* [Instructions for the task]
Produce the full set of records below once more, exactly as they stand.

* [Provided entries]
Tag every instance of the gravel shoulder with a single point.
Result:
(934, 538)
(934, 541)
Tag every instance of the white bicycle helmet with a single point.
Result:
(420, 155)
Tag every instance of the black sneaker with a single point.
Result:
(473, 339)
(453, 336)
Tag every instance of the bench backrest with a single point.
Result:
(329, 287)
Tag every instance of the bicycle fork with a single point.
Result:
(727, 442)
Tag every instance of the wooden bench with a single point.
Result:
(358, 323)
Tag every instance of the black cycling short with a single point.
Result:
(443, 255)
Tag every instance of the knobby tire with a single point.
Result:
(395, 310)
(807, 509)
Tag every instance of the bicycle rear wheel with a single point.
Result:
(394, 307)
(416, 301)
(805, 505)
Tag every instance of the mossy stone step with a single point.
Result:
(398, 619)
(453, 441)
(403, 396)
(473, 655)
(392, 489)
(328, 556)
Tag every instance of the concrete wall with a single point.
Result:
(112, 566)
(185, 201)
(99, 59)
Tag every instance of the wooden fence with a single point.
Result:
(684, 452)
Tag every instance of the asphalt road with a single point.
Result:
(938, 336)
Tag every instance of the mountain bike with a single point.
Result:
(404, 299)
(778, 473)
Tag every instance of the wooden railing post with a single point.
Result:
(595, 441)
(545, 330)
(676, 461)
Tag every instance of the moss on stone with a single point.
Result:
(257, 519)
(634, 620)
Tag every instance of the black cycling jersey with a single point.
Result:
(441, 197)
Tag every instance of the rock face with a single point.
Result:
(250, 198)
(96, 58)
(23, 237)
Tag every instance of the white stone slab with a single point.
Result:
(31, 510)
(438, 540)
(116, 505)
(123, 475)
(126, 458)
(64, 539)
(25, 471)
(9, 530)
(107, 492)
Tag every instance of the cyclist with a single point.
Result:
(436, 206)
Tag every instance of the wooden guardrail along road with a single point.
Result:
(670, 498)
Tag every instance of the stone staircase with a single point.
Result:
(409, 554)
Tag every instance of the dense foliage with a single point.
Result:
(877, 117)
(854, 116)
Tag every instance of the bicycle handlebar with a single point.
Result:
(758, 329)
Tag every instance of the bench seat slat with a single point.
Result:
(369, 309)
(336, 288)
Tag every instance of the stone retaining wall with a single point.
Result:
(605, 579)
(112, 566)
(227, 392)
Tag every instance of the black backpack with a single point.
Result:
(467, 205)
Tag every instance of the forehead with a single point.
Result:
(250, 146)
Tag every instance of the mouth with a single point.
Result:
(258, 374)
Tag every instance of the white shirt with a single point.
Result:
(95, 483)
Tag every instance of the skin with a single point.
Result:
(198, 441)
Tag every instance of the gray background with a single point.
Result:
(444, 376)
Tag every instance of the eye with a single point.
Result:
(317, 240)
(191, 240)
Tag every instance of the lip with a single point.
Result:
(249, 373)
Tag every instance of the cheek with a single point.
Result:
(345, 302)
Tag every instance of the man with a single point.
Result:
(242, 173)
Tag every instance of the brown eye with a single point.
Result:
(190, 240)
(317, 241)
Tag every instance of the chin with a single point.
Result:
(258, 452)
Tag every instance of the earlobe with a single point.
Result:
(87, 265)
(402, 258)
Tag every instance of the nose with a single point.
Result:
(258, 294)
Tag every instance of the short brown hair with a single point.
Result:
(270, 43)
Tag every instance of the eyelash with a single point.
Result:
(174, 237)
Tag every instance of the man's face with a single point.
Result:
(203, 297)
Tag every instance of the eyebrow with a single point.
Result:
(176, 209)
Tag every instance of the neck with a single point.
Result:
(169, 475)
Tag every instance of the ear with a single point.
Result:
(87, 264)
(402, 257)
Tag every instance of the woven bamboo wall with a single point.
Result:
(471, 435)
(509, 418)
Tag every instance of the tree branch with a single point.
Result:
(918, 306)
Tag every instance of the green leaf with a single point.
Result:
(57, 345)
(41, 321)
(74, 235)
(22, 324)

* [Solution for this task]
Tag every instance of the gravel shoulder with a single point.
Result:
(934, 538)
(934, 541)
Tag every instance of the white bicycle helmet with a single point.
Result:
(420, 155)
Tag every instance of the black sneaker with a single point.
Result:
(473, 339)
(453, 336)
Tag every instance of the bench backrest with a single point.
Result:
(329, 287)
Tag every instance of the bicycle fork with a single point.
Result:
(727, 442)
Tag every instance of the wooden bench with a single point.
Result:
(358, 323)
Tag every instance of the black cycling short with a single point.
Result:
(443, 255)
Tag every instance of the knobby tire with a single point.
Result:
(395, 310)
(807, 509)
Tag every instance of the bicycle rear wheel with a single point.
Result:
(394, 307)
(416, 301)
(805, 505)
Tag every instance of the mossy stone step with a single point.
Result:
(398, 619)
(453, 441)
(403, 396)
(473, 655)
(392, 489)
(328, 556)
Tag every instance of the concrete wall with a single point.
Result:
(112, 566)
(185, 201)
(99, 59)
Tag every instance of the wooden fence with a single point.
Result:
(684, 452)
Tag every instance of the asphalt road with a single point.
Result:
(938, 336)
Tag every instance of the mountain bike with a single point.
Result:
(404, 299)
(778, 473)
Tag every instance of the wooden railing post with a single point.
Result:
(595, 441)
(545, 330)
(676, 461)
Tag every instance of the moss on stone with a single point.
Result:
(257, 519)
(634, 620)
Tag every instance of the black cycling jersey with a single point.
Result:
(441, 197)
Tag every instance of the rock face with a single point.
Result:
(250, 198)
(96, 58)
(23, 237)
Tag every instance of the white stone slab with a single point.
Result:
(31, 510)
(438, 540)
(116, 505)
(123, 475)
(126, 458)
(64, 539)
(25, 471)
(9, 530)
(107, 492)
Tag every instance of the cyclist with a single point.
Result:
(436, 206)
Tag every instance of the wooden guardrail along road with a single point.
Result:
(670, 498)
Tag every instance of the stone staircase with a single point.
Result:
(409, 554)
Tag every instance of the dense foliage with a single point.
Result:
(877, 117)
(854, 116)
Tag every instance of the bicycle handlebar with a single point.
Result:
(758, 329)
Tag every instance of the bench seat slat with a single point.
Result:
(369, 309)
(336, 288)
Tag every instance of the stone retaining wall with a single point.
Result:
(605, 579)
(112, 566)
(227, 392)
Tag every instance of the black backpack with a single point.
Result:
(467, 205)
Tag every instance of the forehead with a single point.
Result:
(250, 146)
Tag every instance of the mouth with a single point.
Result:
(258, 374)
Tag every instance of the white shirt with a single point.
Result:
(95, 483)
Tag every instance of the skin with a single point.
Result:
(198, 441)
Tag every instance of the gray background with a single point.
Result:
(444, 376)
Tag every instance of the eye with a single point.
Result:
(317, 240)
(191, 240)
Tag every instance of the lip with a single point.
Result:
(249, 373)
Tag every instance of the cheek with a single point.
Result:
(345, 302)
Tag every instance of the man with a single point.
Result:
(242, 173)
Tag every instance of the brown eye with a single point.
Result:
(190, 240)
(317, 241)
Tag every instance of the chin with a single point.
Result:
(258, 452)
Tag every instance of the earlobe with a single point.
Result:
(87, 265)
(402, 258)
Tag every instance of the nose with a single point.
Result:
(258, 294)
Tag every instance of the short brown hair with a single point.
Result:
(270, 43)
Tag every instance of the eyelash with a single point.
Result:
(174, 237)
Tag every instance of the man's face with a single point.
Result:
(203, 297)
Tag every instance of the eyebrow with a single point.
Result:
(176, 209)
Tag every instance of the neck with a single point.
Result:
(169, 475)
Tag every instance of the ear with a single point.
Result:
(87, 264)
(402, 257)
Tag every instance of the woven bamboo wall with a single point.
Result:
(471, 435)
(509, 418)
Tag every instance of the tree branch with a single point.
Result:
(918, 306)
Tag every instance of the green leaf with a single point.
Result:
(57, 345)
(41, 321)
(74, 235)
(22, 324)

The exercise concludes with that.